EXERCISE GOAL = Nothing goes in the answer except the line that contains "Query: smiling blonde woman" and the lines after it to the end of the material below, unchanged.

------------------------------------------------

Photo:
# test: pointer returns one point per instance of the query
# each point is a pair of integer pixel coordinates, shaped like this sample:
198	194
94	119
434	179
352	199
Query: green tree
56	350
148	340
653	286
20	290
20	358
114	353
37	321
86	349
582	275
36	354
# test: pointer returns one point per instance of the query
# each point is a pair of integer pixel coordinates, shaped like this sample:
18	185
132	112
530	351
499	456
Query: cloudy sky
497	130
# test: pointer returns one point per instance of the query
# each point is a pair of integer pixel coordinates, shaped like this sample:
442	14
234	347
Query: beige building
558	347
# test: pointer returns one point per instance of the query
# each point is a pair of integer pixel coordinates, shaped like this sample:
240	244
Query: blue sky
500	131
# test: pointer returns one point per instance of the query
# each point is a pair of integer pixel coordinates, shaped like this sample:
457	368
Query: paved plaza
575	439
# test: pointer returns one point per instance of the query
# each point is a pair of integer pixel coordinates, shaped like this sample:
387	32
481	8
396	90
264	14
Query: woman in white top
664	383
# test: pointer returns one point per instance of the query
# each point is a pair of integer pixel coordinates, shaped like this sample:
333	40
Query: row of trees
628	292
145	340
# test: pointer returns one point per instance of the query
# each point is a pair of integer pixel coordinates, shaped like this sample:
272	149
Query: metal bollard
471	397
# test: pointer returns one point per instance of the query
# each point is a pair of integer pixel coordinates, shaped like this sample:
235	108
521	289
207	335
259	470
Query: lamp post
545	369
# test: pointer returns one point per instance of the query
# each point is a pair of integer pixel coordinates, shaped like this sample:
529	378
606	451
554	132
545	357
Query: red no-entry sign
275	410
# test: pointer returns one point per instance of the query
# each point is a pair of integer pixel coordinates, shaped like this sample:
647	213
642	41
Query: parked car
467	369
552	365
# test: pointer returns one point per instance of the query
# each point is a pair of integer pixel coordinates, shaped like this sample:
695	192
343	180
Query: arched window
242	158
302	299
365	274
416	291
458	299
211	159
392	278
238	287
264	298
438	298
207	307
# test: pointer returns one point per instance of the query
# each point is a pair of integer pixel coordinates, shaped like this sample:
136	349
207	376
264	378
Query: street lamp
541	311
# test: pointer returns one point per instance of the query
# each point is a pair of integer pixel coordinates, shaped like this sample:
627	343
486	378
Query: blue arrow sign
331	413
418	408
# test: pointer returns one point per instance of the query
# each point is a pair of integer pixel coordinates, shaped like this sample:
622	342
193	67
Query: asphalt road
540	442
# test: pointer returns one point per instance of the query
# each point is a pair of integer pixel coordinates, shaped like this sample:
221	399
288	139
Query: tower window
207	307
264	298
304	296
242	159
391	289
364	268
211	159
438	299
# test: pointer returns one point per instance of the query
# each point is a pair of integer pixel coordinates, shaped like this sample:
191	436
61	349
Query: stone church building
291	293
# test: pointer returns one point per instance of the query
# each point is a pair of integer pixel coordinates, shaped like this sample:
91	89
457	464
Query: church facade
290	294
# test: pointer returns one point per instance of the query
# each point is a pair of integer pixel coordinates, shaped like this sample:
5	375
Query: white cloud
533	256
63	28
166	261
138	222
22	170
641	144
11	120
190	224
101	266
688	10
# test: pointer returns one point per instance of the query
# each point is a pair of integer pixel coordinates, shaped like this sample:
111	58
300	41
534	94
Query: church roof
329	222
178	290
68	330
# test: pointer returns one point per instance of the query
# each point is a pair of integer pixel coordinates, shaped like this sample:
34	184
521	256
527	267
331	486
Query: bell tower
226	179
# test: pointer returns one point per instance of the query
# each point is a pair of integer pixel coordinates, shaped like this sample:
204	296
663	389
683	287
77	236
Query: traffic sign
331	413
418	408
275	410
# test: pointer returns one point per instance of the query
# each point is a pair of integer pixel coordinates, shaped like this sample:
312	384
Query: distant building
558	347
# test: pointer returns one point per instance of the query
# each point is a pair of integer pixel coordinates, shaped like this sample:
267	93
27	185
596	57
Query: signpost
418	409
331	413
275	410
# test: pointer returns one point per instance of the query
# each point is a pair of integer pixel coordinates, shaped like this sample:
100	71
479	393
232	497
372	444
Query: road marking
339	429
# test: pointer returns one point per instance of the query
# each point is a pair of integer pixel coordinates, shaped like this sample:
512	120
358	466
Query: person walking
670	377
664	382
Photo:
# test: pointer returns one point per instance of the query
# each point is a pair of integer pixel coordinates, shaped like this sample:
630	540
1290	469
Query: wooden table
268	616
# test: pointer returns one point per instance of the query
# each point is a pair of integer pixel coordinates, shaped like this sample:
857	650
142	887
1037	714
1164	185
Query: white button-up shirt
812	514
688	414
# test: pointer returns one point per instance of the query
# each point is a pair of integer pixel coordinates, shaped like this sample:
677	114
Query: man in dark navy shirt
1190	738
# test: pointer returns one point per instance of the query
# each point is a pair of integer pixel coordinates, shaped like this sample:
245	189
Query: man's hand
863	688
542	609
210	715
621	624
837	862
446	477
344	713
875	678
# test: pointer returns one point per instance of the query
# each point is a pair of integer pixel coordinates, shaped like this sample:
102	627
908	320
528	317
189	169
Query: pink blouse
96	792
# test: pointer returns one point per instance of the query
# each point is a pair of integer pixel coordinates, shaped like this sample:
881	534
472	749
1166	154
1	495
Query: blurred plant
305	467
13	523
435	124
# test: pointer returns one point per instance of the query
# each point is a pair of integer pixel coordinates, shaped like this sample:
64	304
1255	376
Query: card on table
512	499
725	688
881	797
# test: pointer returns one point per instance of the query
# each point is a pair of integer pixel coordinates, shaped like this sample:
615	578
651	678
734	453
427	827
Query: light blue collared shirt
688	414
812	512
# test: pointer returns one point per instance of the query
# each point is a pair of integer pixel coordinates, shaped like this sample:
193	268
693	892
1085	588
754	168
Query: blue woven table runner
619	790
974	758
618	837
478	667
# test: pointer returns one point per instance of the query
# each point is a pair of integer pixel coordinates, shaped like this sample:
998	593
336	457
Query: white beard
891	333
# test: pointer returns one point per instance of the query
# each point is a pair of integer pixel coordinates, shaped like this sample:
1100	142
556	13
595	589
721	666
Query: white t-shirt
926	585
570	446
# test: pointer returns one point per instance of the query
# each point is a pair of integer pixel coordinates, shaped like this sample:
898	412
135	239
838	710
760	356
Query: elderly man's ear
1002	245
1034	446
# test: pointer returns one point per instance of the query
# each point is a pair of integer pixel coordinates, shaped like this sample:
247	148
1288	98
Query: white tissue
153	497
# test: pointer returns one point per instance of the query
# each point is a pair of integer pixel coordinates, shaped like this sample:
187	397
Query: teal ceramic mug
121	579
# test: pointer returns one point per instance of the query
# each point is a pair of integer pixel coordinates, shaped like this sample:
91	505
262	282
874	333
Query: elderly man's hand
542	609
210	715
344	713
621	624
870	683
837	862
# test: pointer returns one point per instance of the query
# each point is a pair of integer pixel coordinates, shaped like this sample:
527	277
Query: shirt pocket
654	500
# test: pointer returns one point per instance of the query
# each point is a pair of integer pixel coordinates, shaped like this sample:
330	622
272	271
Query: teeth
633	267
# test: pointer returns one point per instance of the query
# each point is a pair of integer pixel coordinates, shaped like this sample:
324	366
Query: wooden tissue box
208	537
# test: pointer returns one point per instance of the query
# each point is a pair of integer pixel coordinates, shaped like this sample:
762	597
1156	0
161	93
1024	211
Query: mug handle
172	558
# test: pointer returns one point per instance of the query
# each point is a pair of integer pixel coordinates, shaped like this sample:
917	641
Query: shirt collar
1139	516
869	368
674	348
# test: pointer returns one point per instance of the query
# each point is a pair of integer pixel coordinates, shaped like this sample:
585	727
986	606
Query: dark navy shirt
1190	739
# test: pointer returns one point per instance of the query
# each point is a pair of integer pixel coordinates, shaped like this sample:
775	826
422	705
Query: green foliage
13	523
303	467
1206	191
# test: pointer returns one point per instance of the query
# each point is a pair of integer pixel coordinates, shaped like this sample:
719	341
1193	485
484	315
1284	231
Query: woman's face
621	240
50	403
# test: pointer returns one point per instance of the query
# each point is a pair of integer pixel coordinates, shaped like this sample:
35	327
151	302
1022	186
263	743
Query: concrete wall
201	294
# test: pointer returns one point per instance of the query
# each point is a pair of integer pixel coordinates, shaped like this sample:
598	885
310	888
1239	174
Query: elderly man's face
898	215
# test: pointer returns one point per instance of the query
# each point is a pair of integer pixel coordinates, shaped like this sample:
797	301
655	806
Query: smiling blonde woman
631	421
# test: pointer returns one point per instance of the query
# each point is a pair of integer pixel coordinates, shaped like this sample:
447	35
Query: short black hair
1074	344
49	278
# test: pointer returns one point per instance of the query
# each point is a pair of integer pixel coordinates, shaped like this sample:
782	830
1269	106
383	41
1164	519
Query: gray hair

------------------------------------------------

TASK OUTPUT =
Query: smiling blonde woman
631	421
# test: pointer returns one point per instance of the query
# each point is a pair of integer pixel coordinates, shaped like this sample:
447	35
Query: short black hair
1074	344
49	278
# test: pointer returns one point per instance of the query
# each point is a pair of integer pixel coordinates, shaped like this sample:
782	830
1269	106
383	41
1164	519
Query: gray hair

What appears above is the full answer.